**WHAT IS EXPECTED**
All of the listing should be returned as written, apart from any picture in it.

**MATERIALS PROVIDED**
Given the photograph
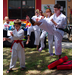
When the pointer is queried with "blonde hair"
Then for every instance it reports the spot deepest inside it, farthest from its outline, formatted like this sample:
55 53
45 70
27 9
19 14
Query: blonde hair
49 10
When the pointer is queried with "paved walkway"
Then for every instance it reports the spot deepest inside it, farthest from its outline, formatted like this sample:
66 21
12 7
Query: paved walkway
65 45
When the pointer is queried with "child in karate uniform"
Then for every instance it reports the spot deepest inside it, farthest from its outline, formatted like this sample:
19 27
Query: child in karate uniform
35 28
17 47
50 36
55 26
6 24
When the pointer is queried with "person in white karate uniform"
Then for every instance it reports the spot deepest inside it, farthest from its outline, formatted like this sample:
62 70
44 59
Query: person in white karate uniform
43 34
55 26
17 47
34 29
50 37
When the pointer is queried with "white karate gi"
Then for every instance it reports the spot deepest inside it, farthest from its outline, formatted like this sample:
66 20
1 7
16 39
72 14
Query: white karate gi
36 30
42 37
5 28
51 29
17 50
50 40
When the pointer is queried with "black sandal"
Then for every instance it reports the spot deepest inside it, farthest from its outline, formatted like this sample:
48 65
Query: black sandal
23 68
9 71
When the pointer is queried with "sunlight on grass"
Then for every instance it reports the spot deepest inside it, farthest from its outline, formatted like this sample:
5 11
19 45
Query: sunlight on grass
36 62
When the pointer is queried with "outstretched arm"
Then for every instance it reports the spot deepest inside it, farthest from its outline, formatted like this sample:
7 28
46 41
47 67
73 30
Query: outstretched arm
35 22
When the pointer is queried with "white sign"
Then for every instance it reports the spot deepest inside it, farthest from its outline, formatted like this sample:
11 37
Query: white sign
45 6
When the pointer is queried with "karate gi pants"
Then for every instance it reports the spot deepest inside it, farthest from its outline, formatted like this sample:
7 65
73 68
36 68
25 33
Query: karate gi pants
37 34
17 54
42 38
50 43
46 25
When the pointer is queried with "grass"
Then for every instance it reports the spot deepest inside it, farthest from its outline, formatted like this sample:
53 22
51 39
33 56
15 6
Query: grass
36 62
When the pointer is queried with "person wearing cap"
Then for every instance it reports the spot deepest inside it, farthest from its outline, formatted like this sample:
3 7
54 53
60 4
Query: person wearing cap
34 29
55 26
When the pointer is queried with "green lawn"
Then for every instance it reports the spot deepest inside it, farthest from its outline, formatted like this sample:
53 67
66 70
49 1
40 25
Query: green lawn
36 62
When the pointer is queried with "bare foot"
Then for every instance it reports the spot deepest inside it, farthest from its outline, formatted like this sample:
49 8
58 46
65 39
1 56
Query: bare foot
27 41
8 71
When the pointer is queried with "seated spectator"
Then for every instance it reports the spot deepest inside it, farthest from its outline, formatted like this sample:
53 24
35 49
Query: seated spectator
6 24
27 22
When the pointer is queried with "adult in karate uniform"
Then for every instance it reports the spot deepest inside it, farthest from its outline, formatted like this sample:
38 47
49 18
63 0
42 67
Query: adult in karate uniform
43 34
50 36
55 26
34 29
17 47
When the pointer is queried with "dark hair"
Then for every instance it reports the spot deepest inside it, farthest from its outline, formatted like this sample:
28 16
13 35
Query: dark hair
57 6
17 21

**EXERCISE RESPONSE**
Given the photograph
When the pointer is queried with "blonde hair"
Then for every instance it reports the spot deepest inside it, farthest from its outline, formatted like this sample:
55 53
45 70
27 9
19 14
Query: blonde hair
49 10
When the pointer is queried with "paved walkway"
Then for every instance it reports the spot deepest inside it, farthest from its outline, formatted like this sample:
66 21
12 7
Query: paved walkway
65 45
When the pointer is queried with "child in karate uniform"
Then for every instance it reports the spot deepest inside it, farthest from its outline, formatted like this sample:
19 27
Query: child in karate uniform
35 28
17 47
50 36
55 26
6 24
When the pointer is queried with "person in white karate uniform"
Then for every instance it reports the spot deepest inside it, farthest from its outline, formatted like this sample:
62 70
44 59
Query: person in white karate uniform
43 34
55 26
17 47
34 29
50 37
When the pointer is queried with "white karate gi"
Then for every instance it reports the spot deepest inside it, farthest from its outline, formatted like this sample:
66 20
1 7
16 39
72 14
Query: white karate gi
36 30
42 37
5 28
51 29
17 50
50 40
When the pointer is queried with "black sandal"
Then for every instance it reports the spot deepest inside it, farthest from its outline, formatted like this sample:
48 65
Query: black sandal
23 68
9 71
When the pointer is queried with "sunlight on grass"
Then for every instance it reports the spot deepest inside it, farthest from its outline, formatted like this sample:
5 11
19 45
Query: sunlight on grass
36 62
When the pointer is queried with "outstretched arm"
Then for every instance it reports the spot deepest inside it, farthest from its outline, formatted like this sample:
7 28
46 41
47 67
73 30
Query: outstretched arm
35 22
When the pointer is queried with "white sign"
Then for every instance it reports the spot deepest inside it, farthest from its outline, formatted like this sample:
11 37
Query: white sign
45 6
When the pointer is queried with "karate gi pants"
Then for every instance it reports the spot deepest inside it, farthest from its outline, formatted like this sample:
7 65
73 68
36 68
25 33
Query: karate gi pants
37 34
17 54
42 38
50 43
46 25
When the pointer is queried with "grass"
Then for every instance it reports the spot deepest inside it, farthest from its outline, formatted like this sample:
53 22
51 39
33 56
15 6
Query: grass
36 62
When the pointer is queried with "person wearing cap"
Then for every instance it reports the spot deepest inside it, farthest from its outline, formatted like this sample:
3 7
54 53
60 4
Query: person wearing cap
34 29
55 26
When the pointer is queried with "green lawn"
Then for every instance it reports the spot deepest inside it, farthest from its outline, formatted like this sample:
53 67
66 70
49 1
40 25
Query: green lawn
36 62
When the pointer is queried with "bare foot"
Then for every instance it reports the spot deepest inside it, farthest from its outline, formatted like this sample:
49 8
58 46
65 39
1 56
Query: bare foot
27 41
8 71
When the pointer is queried with "seated spectator"
Then for every instance it reports the spot deepest inside it, farthest from its outline, formatted like this sample:
53 24
35 49
Query: seated spectator
6 24
27 22
When the pointer is queried with "adult in karate uniform"
Then for every instance it reports the spot deepest inside it, farthest from its outline, formatted like this sample:
38 47
49 18
63 0
42 67
Query: adult in karate uniform
43 34
50 36
55 26
34 29
17 47
When the pointer is queried with "dark hair"
Then for every instance it reports the spot deepest inside it, farthest from its outline, formatted like this sample:
28 16
13 35
Query: dark hair
57 6
17 21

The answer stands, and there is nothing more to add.